PROVIDED PASSAGE:
Change Data Capture (CDC) is a powerful new feature in SQL Server 2008 (Enterprise edition only) that lets you easily and quickly capture all data changes made to tables in your database (it’s great for incrementally updating large data warehouses). Without resorting to triggers or specialized stored procedures, and without requiring any programming or code changes to your application, CDC will create change tables, monitor your database for all DML operations (inserts, updates, and deletes), and record the modified data into the change tables. CDC also provides special table-valued functions (TVFs) that enable easy querying of the change tables.
In this post, I’ll explain everything you need to know to use CDC, including a complete walkthough.
CDC is driven by a SQL Server Agent job that recognizes changes by monitoring the SQL Server transaction log. This provides much better performance than using triggers—and there’s no code to write or maintain with CDC (the tradeoff is somewhat more latency, which is often perfectly acceptable).
The following illustration taken from SQL Server Books Online depicts a high-level view of CDC architecture:
The first time sp_cdc_enable_table is executed on any table in a database, SQL Server also creates two SQL Server Agent jobs. The first is a change-capture job, which performs the actual transaction log monitoring to apply changes on the tracked table to the corresponding change table. The second is a cleanup job, which deletes rows from change tables after a configurable interval (three days, by default) and removes all CDC artifacts if the tracked table is dropped. Therefore, SQL Server Agent must be running the first time this procedure is run to CDC-enable a table on any database in the server instance. Subsequently, if SQL Server Agent stops running, changes to tracked tables will accumulate in the transaction log but not be applied to the change tables until SQL Server Agent is restarted.

INSTRUCTION 1: Quote the part of the Change Data Capture page that opens with the words containing "In this post, I’ll" and closes with "often perfectly acceptable).".
The Change Data Capture page and the entries come from unrelated sources.

ENTRIES SHOWN:

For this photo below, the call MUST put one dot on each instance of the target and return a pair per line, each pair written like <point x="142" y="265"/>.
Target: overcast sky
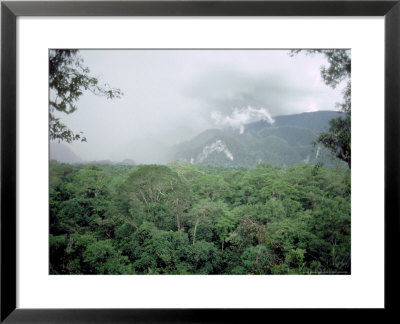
<point x="172" y="95"/>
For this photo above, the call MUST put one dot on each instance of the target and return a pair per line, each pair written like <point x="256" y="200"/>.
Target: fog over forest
<point x="170" y="96"/>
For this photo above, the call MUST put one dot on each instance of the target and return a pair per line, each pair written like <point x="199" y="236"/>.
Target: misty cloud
<point x="242" y="116"/>
<point x="171" y="96"/>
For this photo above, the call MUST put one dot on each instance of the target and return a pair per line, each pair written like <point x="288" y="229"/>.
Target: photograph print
<point x="200" y="161"/>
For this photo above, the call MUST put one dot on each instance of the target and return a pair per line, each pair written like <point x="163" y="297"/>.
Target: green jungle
<point x="187" y="219"/>
<point x="273" y="209"/>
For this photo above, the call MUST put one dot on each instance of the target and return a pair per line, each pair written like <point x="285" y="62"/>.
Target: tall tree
<point x="338" y="138"/>
<point x="68" y="78"/>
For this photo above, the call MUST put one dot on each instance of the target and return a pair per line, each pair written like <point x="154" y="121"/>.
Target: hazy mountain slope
<point x="62" y="153"/>
<point x="288" y="141"/>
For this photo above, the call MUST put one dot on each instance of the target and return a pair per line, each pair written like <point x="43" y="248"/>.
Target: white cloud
<point x="241" y="116"/>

INSTRUCTION 2: Extract every line of the entries that contains the string "cloud".

WRITTEN SOLUTION 1:
In this post, I’ll explain everything you need to know to use CDC, including a complete walkthough.
CDC is driven by a SQL Server Agent job that recognizes changes by monitoring the SQL Server transaction log. This provides much better performance than using triggers—and there’s no code to write or maintain with CDC (the tradeoff is somewhat more latency, which is often perfectly acceptable).

WRITTEN SOLUTION 2:
Target: misty cloud
Target: white cloud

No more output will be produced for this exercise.